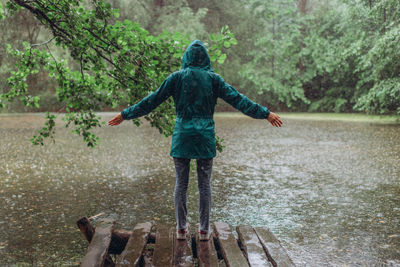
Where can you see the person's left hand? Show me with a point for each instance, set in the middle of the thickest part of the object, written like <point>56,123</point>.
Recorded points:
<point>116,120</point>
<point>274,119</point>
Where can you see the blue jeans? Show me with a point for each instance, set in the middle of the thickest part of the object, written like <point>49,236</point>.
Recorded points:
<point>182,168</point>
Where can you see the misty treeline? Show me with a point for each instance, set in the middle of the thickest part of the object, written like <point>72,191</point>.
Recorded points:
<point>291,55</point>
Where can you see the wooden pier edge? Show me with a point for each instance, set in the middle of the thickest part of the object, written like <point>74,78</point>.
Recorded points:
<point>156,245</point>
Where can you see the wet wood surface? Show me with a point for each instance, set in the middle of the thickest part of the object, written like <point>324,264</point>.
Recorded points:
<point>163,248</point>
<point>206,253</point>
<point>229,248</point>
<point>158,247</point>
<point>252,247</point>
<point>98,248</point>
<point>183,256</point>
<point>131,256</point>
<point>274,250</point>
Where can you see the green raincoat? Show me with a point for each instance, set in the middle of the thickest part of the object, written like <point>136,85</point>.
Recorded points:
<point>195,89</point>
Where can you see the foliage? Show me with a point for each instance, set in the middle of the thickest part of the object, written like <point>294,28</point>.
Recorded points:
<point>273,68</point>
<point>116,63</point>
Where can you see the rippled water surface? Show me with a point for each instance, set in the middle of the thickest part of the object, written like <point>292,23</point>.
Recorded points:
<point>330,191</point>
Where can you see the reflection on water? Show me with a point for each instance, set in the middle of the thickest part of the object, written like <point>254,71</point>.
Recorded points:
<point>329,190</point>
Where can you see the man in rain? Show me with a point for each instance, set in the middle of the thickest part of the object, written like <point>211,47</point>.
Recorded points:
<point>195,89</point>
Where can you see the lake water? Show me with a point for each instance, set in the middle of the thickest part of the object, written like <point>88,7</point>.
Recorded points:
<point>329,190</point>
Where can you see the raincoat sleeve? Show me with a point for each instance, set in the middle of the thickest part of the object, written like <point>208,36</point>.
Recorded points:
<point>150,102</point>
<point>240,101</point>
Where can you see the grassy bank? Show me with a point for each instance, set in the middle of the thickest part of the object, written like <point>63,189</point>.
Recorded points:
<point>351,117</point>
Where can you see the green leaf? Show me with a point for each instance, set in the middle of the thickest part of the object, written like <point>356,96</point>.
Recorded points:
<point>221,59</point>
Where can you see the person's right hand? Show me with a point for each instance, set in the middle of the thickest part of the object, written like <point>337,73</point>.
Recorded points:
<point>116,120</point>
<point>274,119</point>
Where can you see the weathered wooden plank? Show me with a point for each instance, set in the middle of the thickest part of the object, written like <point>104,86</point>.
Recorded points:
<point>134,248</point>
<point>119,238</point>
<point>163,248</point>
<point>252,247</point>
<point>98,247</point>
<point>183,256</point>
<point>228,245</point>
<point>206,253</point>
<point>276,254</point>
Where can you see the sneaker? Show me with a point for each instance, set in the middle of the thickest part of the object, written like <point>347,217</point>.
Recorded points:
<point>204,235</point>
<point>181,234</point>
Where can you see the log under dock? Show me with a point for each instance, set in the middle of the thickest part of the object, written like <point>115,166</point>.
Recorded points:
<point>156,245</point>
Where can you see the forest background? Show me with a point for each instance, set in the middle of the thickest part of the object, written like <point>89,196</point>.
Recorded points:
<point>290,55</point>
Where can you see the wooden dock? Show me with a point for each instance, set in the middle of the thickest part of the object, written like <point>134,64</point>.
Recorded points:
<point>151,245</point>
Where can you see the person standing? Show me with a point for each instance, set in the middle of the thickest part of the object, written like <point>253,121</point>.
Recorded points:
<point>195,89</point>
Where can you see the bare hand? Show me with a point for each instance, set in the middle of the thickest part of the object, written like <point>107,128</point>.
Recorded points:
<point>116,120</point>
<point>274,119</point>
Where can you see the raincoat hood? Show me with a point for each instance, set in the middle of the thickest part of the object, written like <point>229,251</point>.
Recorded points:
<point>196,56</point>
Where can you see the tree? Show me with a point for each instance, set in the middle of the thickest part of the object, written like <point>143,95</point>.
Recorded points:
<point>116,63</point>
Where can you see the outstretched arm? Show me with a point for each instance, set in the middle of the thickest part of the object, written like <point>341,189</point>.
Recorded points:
____________________
> SET EXERCISE
Please extract the lines above word for word, starting at the very first one and ending at the line that contains "<point>291,55</point>", with both of those included. Leave the pictures out of your answer.

> COMPLETE OUTPUT
Where can you see the person's left hand? Show me with a point for each instance, set in the middle of the thickest part of the object, written like <point>56,123</point>.
Recorded points:
<point>116,120</point>
<point>274,119</point>
Where can you see the blue jeans? Show me with a point for each instance, set in the middle of the thickest part of the object, written like <point>49,236</point>.
Recorded points:
<point>182,168</point>
Where can you see the misty treeline? Show me with a point for each instance, set in the middle of the thickest part of the object, written like <point>72,191</point>.
Recorded points:
<point>291,55</point>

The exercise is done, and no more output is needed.